■ **REQUIRED TASK**
The records below must be copied in full; omit the images.

■ **MATERIAL SUPPLIED**
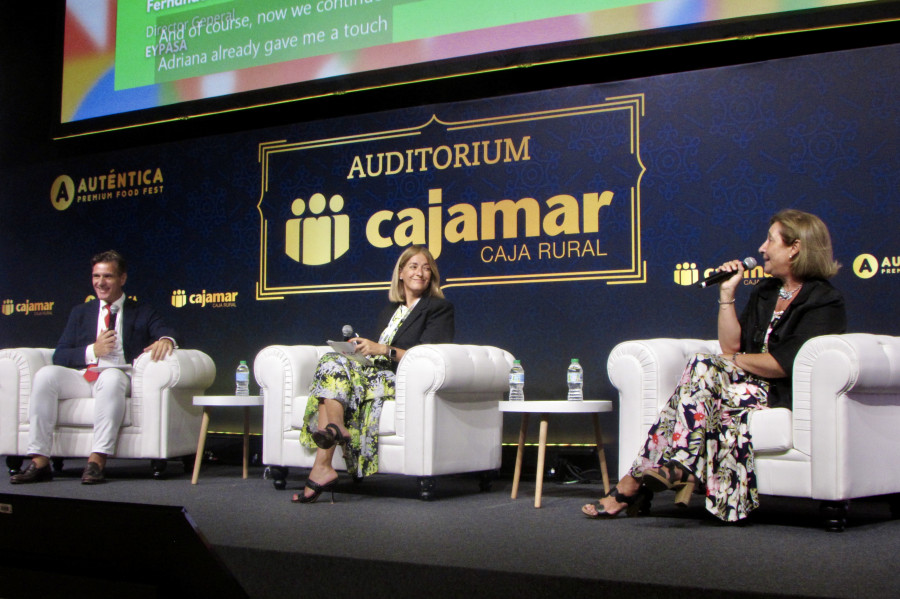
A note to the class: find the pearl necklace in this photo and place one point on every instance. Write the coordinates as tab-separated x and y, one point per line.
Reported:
786	295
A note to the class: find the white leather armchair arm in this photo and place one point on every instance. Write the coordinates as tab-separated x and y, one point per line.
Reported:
847	413
163	421
283	372
446	407
17	369
646	372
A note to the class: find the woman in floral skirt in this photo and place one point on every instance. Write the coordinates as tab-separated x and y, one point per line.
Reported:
346	395
702	434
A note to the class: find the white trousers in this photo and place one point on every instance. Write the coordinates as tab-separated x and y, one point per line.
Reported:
53	384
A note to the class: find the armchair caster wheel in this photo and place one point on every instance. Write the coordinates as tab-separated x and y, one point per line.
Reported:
426	488
278	474
834	514
486	480
14	464
159	467
188	462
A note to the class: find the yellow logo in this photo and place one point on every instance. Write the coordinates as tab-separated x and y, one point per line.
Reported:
316	240
179	298
212	299
865	266
686	273
62	192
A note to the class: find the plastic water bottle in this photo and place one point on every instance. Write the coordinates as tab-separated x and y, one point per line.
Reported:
517	382
575	379
242	379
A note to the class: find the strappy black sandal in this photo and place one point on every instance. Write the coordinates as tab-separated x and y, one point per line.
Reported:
633	504
317	490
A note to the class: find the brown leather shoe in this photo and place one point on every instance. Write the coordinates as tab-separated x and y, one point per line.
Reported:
93	474
32	474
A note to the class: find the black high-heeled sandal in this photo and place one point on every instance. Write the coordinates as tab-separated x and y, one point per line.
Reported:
317	490
633	504
681	484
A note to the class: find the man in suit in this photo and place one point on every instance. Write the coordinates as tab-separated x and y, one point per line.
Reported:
110	332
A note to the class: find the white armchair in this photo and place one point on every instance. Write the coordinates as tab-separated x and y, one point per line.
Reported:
444	420
160	422
840	440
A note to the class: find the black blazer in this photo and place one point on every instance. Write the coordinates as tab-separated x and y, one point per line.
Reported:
430	321
141	326
817	310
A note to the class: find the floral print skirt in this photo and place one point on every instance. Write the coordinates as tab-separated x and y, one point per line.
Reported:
705	428
362	390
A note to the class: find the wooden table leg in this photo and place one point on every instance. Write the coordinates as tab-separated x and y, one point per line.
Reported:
201	445
601	453
542	450
246	439
520	453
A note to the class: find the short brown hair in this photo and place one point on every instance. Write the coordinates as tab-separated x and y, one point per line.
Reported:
397	293
815	259
111	256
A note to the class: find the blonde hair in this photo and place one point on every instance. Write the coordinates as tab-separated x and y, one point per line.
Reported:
397	292
815	259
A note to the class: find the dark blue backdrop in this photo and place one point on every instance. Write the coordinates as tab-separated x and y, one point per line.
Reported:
696	163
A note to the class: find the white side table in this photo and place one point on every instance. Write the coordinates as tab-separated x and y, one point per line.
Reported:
545	408
233	401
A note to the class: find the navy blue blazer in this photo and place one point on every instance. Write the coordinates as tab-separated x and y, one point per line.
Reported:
142	325
430	321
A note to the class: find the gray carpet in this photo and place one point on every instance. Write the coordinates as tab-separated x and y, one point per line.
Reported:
378	537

■ **WORKED ANSWER**
A note to the class: find the pearl necklace in this photo and place one point on every instance. Write the coordinates as tab-separated x and y, one point per line.
Reported:
786	295
A note to the class: find the white leather armchair arm in this photo and place one point on every instance. Write the coordinates as tab-separated x and y, one point per line.
Reported:
847	413
163	421
283	372
446	407
17	369
646	372
A note to the class: find the woman in floral skirt in this photo and place one point on every instance. Write the coordinates as tab-separated x and y, one point per line.
Reported:
346	395
702	434
A note to the class: find the white trousers in this photo and place one point on every instance. Write the coordinates as tab-separated x and y, one point per line.
Reported:
53	384
A note to the class: find the armchair caster wheel in this photo and place one point on every instance. Write the coordinates as tab-separated x and y, one point per line.
Reported:
426	488
278	474
834	514
486	480
14	464
159	467
188	462
A note to the class: find the yellow logo in this photo and place one point on every instance. Write the coordinates as tab-separated x and y, one point per line.
Reported:
316	240
179	298
212	299
865	266
686	273
62	192
A note to the class: find the plastic water bottle in this photo and place one point on every instance. Write the coordinates as tab-separated x and y, one point per line.
Reported:
517	382
575	379
242	379
A note to the class: find the strappy black sandal in this photo and place one point on every instance. Write the coordinates as tab-separated x and y, one point per line.
Reported:
633	504
317	490
A note to the class: find the brown leather shoe in this photo and place one point on every instance. Write the coordinates as tab-separated x and y, one point per line.
Reported:
93	474
32	474
A note to the class: find the black high-heeled sandal in this photo and place one point on every instance. Write the coordinates as tab-separated x and y, one point per line.
Reported:
317	490
633	504
681	484
A note to the class: find the man in suit in this photo and place one point on every instance. Write the coordinates as tab-separated x and y, one point per line.
Reported:
110	332
A note to the class: find the white armchair in this photo and place one point on every instance. Write the coordinates as tab-separated x and y, one point per line.
Reported:
444	420
160	422
840	440
A note to the class: find the black blazer in this photo and place one point on every instance. Write the coordinates as tab-separated x and y, one point per line.
Reported:
430	321
141	326
817	310
A note to the class: find the floral print skirt in this photo and place one point on every instance. Write the coordinates as tab-separated x and y, one point per line.
Reported:
705	428
362	390
A note to the class: find the wooden table leg in this photo and place one point on every instance. Write the coordinates as tab-separated x and y, one point per line.
Reported:
201	445
601	453
542	450
246	439
520	453
A note to the class: find the short brown hair in this photo and place one point on every instance. Write the coordinates as tab-separated x and y, one point per line.
Reported:
397	293
815	259
111	256
A note to the class: find the blonde hair in this photo and place one point on every instance. Write the coordinates as tab-separated x and y, one point per line.
Reported:
397	292
815	259
A note to the class: find the dark blue backdrop in this photo and place one point on every instance. Write the coordinates as tab-separated x and y, one point per line.
Reported:
696	163
A note to the class: find the white side table in this photo and place one point on every instance. Write the coordinates as tab-separated x and y, one point per line.
Reported:
545	408
233	401
A note to the class: find the navy blue blazer in this photo and place one point on every instance. Write the coordinates as tab-separated x and y, one point per line.
Reported:
142	325
430	321
A note to the class: find the gray carpet in this photo and place one point on every instance. Write the coordinates as tab-separated x and y, one point per line.
Reported:
378	537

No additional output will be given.